-- Opening Marker --
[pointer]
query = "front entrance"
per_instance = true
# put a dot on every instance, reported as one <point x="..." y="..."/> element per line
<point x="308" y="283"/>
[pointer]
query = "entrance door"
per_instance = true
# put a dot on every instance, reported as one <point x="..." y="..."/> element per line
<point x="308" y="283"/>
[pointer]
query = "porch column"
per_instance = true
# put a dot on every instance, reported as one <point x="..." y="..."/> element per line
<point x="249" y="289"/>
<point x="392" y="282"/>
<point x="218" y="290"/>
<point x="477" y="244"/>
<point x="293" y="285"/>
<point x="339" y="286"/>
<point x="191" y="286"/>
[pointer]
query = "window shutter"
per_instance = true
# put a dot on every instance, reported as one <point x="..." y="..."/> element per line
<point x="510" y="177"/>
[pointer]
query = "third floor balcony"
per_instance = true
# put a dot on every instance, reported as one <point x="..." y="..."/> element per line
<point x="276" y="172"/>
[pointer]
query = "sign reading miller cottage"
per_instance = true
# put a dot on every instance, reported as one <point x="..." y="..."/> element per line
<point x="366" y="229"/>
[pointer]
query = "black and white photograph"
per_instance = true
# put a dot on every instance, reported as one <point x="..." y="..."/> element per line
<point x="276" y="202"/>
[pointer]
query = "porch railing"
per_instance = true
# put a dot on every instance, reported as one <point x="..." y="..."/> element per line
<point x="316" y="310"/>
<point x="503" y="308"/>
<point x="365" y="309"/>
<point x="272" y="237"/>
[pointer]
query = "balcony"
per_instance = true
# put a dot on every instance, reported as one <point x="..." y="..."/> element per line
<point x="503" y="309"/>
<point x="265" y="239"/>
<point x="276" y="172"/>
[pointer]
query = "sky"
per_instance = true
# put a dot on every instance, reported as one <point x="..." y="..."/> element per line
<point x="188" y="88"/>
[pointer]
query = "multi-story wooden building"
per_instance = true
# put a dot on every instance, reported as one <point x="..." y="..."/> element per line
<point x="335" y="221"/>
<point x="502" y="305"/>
-- Closing Marker --
- _YOUR ASSIGNMENT_:
What you return should match every line above exactly.

- _EXERCISE RESPONSE_:
[pointer]
query = "front entrance"
per_instance = true
# put a dot on every instance, reported as one <point x="..." y="..."/> element per line
<point x="308" y="283"/>
[pointer]
query = "entrance door"
per_instance = true
# put a dot on every instance, reported as one <point x="..." y="..."/> element per line
<point x="308" y="283"/>
[pointer]
query = "porch column"
per_instance = true
# put a dot on every instance, reported as one <point x="..." y="..."/> element per line
<point x="249" y="289"/>
<point x="392" y="282"/>
<point x="218" y="290"/>
<point x="477" y="244"/>
<point x="293" y="285"/>
<point x="339" y="286"/>
<point x="191" y="286"/>
[pointer]
query = "window shutter"
per_instance = true
# put a dot on every instance, reported as one <point x="..." y="..."/> element per line
<point x="510" y="177"/>
[pointer]
query = "third floor balcony"
per_instance = true
# put a dot on every instance, reported as one <point x="..." y="..."/> element per line
<point x="276" y="172"/>
[pointer]
query = "sign reading miller cottage"
per_instance = true
# put a dot on every instance, reported as one <point x="..." y="..."/> element per line
<point x="366" y="229"/>
[pointer]
query = "black and white photograph"
per_instance = true
# put a dot on every instance, reported as one <point x="..." y="..."/> element per line
<point x="276" y="202"/>
[pointer]
query = "porch railing"
per_instance = true
# put a dot on every instance, reported as one <point x="..." y="..."/> element per line
<point x="316" y="310"/>
<point x="503" y="308"/>
<point x="365" y="309"/>
<point x="272" y="237"/>
[pointer]
query = "balcony"
per_instance = true
# put a dot on every instance, reported as one <point x="..." y="..."/> element per line
<point x="503" y="309"/>
<point x="265" y="239"/>
<point x="276" y="172"/>
[pointer]
query = "sky"
per_instance = true
# put a dot on every instance, reported as one <point x="..." y="..."/> element per line
<point x="188" y="88"/>
[pointer]
query = "multi-story wooden building"
per_instance = true
# put a dot on every instance, reported as one <point x="..." y="..."/> element per line
<point x="335" y="221"/>
<point x="502" y="305"/>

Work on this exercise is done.